### RECORD SET
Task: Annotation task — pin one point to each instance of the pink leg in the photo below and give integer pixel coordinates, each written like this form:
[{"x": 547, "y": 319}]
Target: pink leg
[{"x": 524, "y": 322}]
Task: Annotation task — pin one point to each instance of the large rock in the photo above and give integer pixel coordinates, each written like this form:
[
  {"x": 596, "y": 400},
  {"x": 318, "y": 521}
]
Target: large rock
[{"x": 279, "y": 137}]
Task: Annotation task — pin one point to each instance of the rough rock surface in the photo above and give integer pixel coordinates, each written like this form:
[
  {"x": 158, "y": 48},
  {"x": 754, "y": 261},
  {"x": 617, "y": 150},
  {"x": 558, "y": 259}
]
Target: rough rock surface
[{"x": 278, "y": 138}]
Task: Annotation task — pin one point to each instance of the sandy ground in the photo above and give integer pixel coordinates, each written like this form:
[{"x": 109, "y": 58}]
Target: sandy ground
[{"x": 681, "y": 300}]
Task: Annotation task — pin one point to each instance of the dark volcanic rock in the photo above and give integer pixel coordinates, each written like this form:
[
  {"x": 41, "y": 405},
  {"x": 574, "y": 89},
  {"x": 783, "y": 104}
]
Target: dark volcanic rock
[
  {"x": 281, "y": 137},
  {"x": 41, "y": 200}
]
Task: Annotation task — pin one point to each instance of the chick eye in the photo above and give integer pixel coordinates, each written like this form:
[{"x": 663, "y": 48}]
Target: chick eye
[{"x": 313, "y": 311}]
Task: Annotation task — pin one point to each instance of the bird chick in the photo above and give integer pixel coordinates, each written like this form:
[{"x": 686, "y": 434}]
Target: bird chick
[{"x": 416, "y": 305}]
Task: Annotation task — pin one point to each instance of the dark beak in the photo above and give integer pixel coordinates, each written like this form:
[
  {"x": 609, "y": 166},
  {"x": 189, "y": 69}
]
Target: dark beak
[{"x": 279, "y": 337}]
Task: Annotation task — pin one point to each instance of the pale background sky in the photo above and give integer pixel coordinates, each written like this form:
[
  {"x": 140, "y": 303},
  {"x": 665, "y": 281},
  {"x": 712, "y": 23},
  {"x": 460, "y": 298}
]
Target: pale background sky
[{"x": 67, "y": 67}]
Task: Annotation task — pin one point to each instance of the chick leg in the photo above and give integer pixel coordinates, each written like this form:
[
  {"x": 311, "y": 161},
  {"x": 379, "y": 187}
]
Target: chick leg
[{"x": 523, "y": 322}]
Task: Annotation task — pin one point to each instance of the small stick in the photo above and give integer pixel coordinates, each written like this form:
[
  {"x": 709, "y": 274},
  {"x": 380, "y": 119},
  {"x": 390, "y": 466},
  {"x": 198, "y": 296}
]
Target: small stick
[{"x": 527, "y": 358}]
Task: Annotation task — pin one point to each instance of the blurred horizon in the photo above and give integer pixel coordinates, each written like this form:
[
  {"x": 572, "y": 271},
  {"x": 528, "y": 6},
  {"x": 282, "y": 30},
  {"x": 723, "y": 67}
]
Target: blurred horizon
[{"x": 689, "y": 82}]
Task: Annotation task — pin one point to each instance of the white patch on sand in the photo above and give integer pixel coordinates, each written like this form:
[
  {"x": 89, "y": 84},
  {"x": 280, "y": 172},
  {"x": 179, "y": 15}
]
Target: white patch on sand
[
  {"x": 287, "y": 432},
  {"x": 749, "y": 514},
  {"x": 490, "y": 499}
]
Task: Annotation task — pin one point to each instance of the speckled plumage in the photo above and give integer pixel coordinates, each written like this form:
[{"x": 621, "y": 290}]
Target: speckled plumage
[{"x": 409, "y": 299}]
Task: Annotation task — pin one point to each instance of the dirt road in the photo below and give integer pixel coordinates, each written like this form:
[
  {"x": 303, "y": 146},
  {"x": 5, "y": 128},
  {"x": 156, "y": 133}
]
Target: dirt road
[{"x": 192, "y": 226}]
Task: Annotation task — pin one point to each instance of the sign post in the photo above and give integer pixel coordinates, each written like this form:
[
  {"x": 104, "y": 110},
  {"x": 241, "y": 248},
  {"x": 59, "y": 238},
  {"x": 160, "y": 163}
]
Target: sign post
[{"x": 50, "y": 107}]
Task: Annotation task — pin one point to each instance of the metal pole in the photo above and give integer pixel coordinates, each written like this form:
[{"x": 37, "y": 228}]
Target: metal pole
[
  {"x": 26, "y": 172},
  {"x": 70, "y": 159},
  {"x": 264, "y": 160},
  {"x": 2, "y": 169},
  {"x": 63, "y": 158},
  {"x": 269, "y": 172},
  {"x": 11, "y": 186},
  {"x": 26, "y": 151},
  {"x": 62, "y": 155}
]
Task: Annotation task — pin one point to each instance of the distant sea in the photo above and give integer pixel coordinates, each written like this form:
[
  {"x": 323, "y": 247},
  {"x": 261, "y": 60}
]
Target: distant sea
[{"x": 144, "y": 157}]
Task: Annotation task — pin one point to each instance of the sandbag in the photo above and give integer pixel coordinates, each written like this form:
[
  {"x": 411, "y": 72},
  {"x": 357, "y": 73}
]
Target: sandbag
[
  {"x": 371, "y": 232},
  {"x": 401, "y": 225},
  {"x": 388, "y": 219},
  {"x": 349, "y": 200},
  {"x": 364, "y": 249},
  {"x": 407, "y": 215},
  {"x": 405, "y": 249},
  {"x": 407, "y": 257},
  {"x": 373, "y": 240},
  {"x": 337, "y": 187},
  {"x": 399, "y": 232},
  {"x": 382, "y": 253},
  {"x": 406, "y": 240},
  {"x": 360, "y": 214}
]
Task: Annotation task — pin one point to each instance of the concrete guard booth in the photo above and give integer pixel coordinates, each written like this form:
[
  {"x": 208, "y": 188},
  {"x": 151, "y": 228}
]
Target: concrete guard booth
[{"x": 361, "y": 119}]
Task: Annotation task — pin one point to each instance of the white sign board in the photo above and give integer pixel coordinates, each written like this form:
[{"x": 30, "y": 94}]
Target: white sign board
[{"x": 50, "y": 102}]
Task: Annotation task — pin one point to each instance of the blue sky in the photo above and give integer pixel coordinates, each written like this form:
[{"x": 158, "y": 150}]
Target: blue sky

### YOUR GOAL
All of the entries must be written out exactly as they stand.

### PROBLEM SOLUTION
Task: Annotation task — pin one point to each instance of the pink leg in the photo below and give integer pixel coordinates, each written like this form:
[{"x": 547, "y": 319}]
Target: pink leg
[{"x": 524, "y": 322}]
Task: Annotation task — pin one point to each instance of the large rock in the photo above and give integer pixel coordinates, each written like this form:
[
  {"x": 596, "y": 400},
  {"x": 318, "y": 521}
]
Target: large rock
[{"x": 279, "y": 137}]
Task: Annotation task — pin one point to each instance of the rough rock surface in the photo above and give integer pixel coordinates, each written like this form:
[
  {"x": 158, "y": 48},
  {"x": 754, "y": 261},
  {"x": 617, "y": 150},
  {"x": 558, "y": 259}
]
Target: rough rock surface
[{"x": 278, "y": 138}]
Task: Annotation task — pin one point to each instance of the sandy ground in the photo above and give integer pixel coordinates, each written like this form:
[{"x": 109, "y": 58}]
Target: sandy ground
[{"x": 681, "y": 300}]
Task: Annotation task — pin one point to each instance of the dark volcanic rock in the photo above and give integer pixel coordinates, each written like this form:
[
  {"x": 41, "y": 405},
  {"x": 574, "y": 89},
  {"x": 783, "y": 104}
]
Target: dark volcanic rock
[
  {"x": 281, "y": 137},
  {"x": 41, "y": 200}
]
Task: Annotation task — pin one point to each instance of the chick eye in the photo above and give integer pixel coordinates, each written like this form:
[{"x": 663, "y": 48}]
Target: chick eye
[{"x": 313, "y": 311}]
Task: Annotation task — pin one point to each instance of the bird chick in the photo above and give integer pixel coordinates, each written like this form:
[{"x": 686, "y": 434}]
Target: bird chick
[{"x": 416, "y": 305}]
Task: Annotation task — pin one point to each instance of the dark beak in the photo above and give integer pixel coordinates, each written like this form:
[
  {"x": 609, "y": 166},
  {"x": 189, "y": 69}
]
Target: dark beak
[{"x": 279, "y": 337}]
Task: Annotation task — pin one point to each instance of the pale background sky in the photo above and give integer pixel coordinates, each written like this form:
[
  {"x": 140, "y": 303},
  {"x": 665, "y": 281},
  {"x": 712, "y": 23},
  {"x": 460, "y": 298}
]
Target: pale background sky
[{"x": 67, "y": 67}]
Task: Annotation task — pin one point to each instance of the chick leg in the photo above and give integer pixel coordinates, each written like this form:
[
  {"x": 311, "y": 161},
  {"x": 379, "y": 187}
]
Target: chick leg
[{"x": 523, "y": 322}]
Task: Annotation task — pin one point to each instance of the small stick in the photo above and give integer pixel coordinates, each written like this form:
[
  {"x": 709, "y": 274},
  {"x": 380, "y": 119},
  {"x": 390, "y": 466},
  {"x": 198, "y": 296}
]
Target: small stick
[{"x": 527, "y": 358}]
Task: Annotation task — pin one point to each instance of the blurred horizon in the photo above and give integer pixel coordinates, each written like this form:
[
  {"x": 572, "y": 271},
  {"x": 528, "y": 6},
  {"x": 282, "y": 30},
  {"x": 723, "y": 67}
]
Target: blurred horizon
[{"x": 689, "y": 82}]
Task: Annotation task — pin one point to each instance of the white patch on sand in the photo above and give integer pixel coordinates, each written like this form:
[
  {"x": 89, "y": 84},
  {"x": 280, "y": 172},
  {"x": 179, "y": 15}
]
Target: white patch on sand
[
  {"x": 287, "y": 432},
  {"x": 749, "y": 514},
  {"x": 490, "y": 499}
]
Task: Annotation task — pin one point to each instance of the speckled plumage in the photo above and give integer pixel coordinates, each written like this form:
[{"x": 621, "y": 290}]
Target: speckled plumage
[{"x": 409, "y": 299}]
Task: Annotation task — pin one point to each instance of the dirt road in the photo below and give integer pixel coordinates, each written like this form:
[
  {"x": 303, "y": 146},
  {"x": 5, "y": 128},
  {"x": 156, "y": 133}
]
Target: dirt road
[{"x": 192, "y": 226}]
Task: Annotation task — pin one point to each instance of the sign post in the photo above and give integer pixel coordinates, each written like this form:
[
  {"x": 104, "y": 110},
  {"x": 241, "y": 248},
  {"x": 59, "y": 238},
  {"x": 160, "y": 163}
]
Target: sign post
[{"x": 50, "y": 107}]
Task: Annotation task — pin one point to each instance of the metal pole in the photo above and give integer pixel coordinates, each written like this form:
[{"x": 37, "y": 228}]
Target: metal pole
[
  {"x": 26, "y": 172},
  {"x": 70, "y": 159},
  {"x": 264, "y": 160},
  {"x": 2, "y": 169},
  {"x": 63, "y": 158},
  {"x": 269, "y": 172},
  {"x": 11, "y": 186},
  {"x": 26, "y": 151},
  {"x": 62, "y": 155}
]
Task: Annotation task — pin one point to each instance of the distant sea in the photo above and give integer pixel coordinates, each written like this form:
[
  {"x": 323, "y": 247},
  {"x": 261, "y": 60}
]
Target: distant sea
[{"x": 144, "y": 157}]
Task: Annotation task — pin one point to each instance of the sandbag in the photo above and give integer pixel coordinates, each written like this form:
[
  {"x": 411, "y": 72},
  {"x": 357, "y": 73}
]
Target: sandbag
[
  {"x": 371, "y": 232},
  {"x": 401, "y": 225},
  {"x": 388, "y": 219},
  {"x": 349, "y": 200},
  {"x": 364, "y": 249},
  {"x": 407, "y": 215},
  {"x": 405, "y": 249},
  {"x": 407, "y": 257},
  {"x": 373, "y": 240},
  {"x": 337, "y": 187},
  {"x": 399, "y": 232},
  {"x": 382, "y": 253},
  {"x": 406, "y": 240},
  {"x": 360, "y": 214}
]
Task: Annotation task — pin one point to each instance of the concrete guard booth in the photo above and give integer pixel coordinates, each written like this form:
[
  {"x": 208, "y": 188},
  {"x": 151, "y": 228}
]
Target: concrete guard booth
[{"x": 361, "y": 119}]
Task: Annotation task — pin one point to each instance of the white sign board in the photo above and give integer pixel coordinates, each written like this form:
[{"x": 30, "y": 94}]
Target: white sign board
[{"x": 50, "y": 102}]
Task: Annotation task — pin one point to each instance of the blue sky in the photo above and give integer pixel coordinates, each written like this form:
[{"x": 158, "y": 150}]
Target: blue sky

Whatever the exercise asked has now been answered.